* **Excerpted text**:
════

Timo Jacobs
1.Your project takes a part in our festival. What is your project
about?
Charlie
Schwarzer’s great career in comedy just won’t take off as planned
and on top of that, the love of his life, Emilie, has just left him
and gets involved in a serious car accident. But does this mean ‘game
over’ for Charlie? The answer is ‘no’. His motto is “Stand
Up!”
2.
What were your requirements for actors to take a part of your film?
You
have to be able to really listen, you have to be in tune with your
instincts - and empathy too would be a good tool to have. And finally
you gotta show up!
3.
How did you communicate with the cameraman?
Using
the script, the locations, the characters, the lighting and the
characters’ psychology - plus the inner driven motor of the story.
The right screenplay has a certain sound that tells you the most.
4.
What locations did you choose for your project? And why?
Mostly
of the places I already knew and I’d been to before - or they were
places that I’d been searching for a while in my mind and in
pictures. I like to imagine the set up early enough in the production
process, but I also like to be able to adapt and to adjust to new
locations in case we need to. It’s just a process of drama at work,
which is really complex if you sit down and try to analyse it – and
I would also explain it differently depending who I’m talking to.
5.
Why should distributors buy your film?
Because
they are smart?
6.
What expression elements did you use in your project? How would you
characterize your work?
I did
that but more unconsciously, or at least the result has to seem as if
it is made without any certain ambitions. It’s not my role to
characterize my work, I’m just the creator, which means I go with
the flow and if it doesn’t work out, then I’ve got to make it
work out.
7.
At what festivals have you had success? Has the film already
premiered? If so, where?
The
movie has been shown around the world at various international film
festivals and has won 46 awards so far. Because of the tough covid
restrictions and the implications of covid for cinemas everywhere it
was impossible to plan an official start for the movie, so we decided
to go for the festivals.
8.
What motivated you to become a filmmaker?
I’ve
been performing as an actor in many independent films over the years,
and that makes you think like that. When I first started I was
working with an old movie veteran called Klaus Lemke. It was funny
and really interesting to watch him at work and to be a part of the
movie-making process. He was really living it - and he still does,
despite now being 80 years old.
9.
Which movies are your favorites? And why?
I’ll
give you my current top eleven and you’ll ask ‘why’? And my
answer would be ‘because they show us the struggles in a poetic
way, and what they all have in common is that they tell us the things
which we constantly ignore, and that we are getting nowhere without
patience, without being kind to each other and learn to enjoy some
kind of pleasure in letting go.’ A good film teaches you how to fly
and fall at the same time - haha.

════

* **Source material**:
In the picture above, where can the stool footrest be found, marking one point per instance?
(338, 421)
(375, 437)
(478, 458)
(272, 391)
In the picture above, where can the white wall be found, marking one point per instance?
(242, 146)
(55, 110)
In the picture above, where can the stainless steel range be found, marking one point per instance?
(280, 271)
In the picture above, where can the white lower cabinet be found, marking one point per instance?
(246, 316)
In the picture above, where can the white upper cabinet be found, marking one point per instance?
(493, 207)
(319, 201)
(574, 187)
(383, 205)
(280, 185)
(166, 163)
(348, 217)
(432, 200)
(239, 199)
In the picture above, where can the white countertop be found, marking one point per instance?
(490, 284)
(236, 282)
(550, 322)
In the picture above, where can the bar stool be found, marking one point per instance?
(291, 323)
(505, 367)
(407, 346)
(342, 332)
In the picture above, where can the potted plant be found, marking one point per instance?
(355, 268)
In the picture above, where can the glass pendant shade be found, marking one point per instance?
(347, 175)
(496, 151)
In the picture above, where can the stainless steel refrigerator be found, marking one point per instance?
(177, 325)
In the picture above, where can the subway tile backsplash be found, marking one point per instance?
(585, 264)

════

Extend the filmmaker interview with Timo Jacobs, starting right after its final line.

Nomadland / Chloé Zhao
Beasts of the Southern Wild / Ben Zeitlin
Birdman / Alejandro González Iñárritu
There will be Blood / Paul Thomas’s Anderson
Swiss Army man / Daniel Kwan
La Danza de Realidad / Alejandro Jodorowsky
Being John Malkovitch / Spike Jonze
Big Fish / Tim Burton
On the Waterfront / Elia Kazan
La Strada / Federico Fellini
Citizen Kane / Orson Welles
10.
What topics do you like to deal with in your work?
I
don’t put myself in a category. That would mean limiting myself.
I’m no big fan of setting limits for myself, and the sky is getting
cloudy anyway. We all strive for love, respect, and self- sufficiency
and once you go to work you have to see within your personal story
and within the bigger story, how to get there! The topics just do not
matter. That doesn’t make sense? See, that’s how easy drama
works.
11.
What genre do you like to shoot and why?
Life,
Death and Laughter - or fire, water, ice? Period.
12.
What project would you like to shoot one day, what would it be about?
What
person will I be one day, and what will he be about?
13.
How has COVID affected your film life?
Right
when it all started I got inspired and I just thought ‘the streets
are empty like never before’ and I started an apocalyptic
mockumentary project about crises and solutions called ‘The dance
around the Black hole.’
14.
What do you do if you're not thinking about a movie? What are your
hobbies?
That’s
a funny question.
15.
What projects do you plan to shoot in the future?
I’ve
been juggling some ideas around in my head and starting to meet and
talk to friends and people who I’d like to work with. Filmmaking is
a process that needs certain tricks. One trick is to keep your mouth
shut until you really need to talk. So I’d like to finish with a
Joe Strummer Quote: “the future is unwritten.”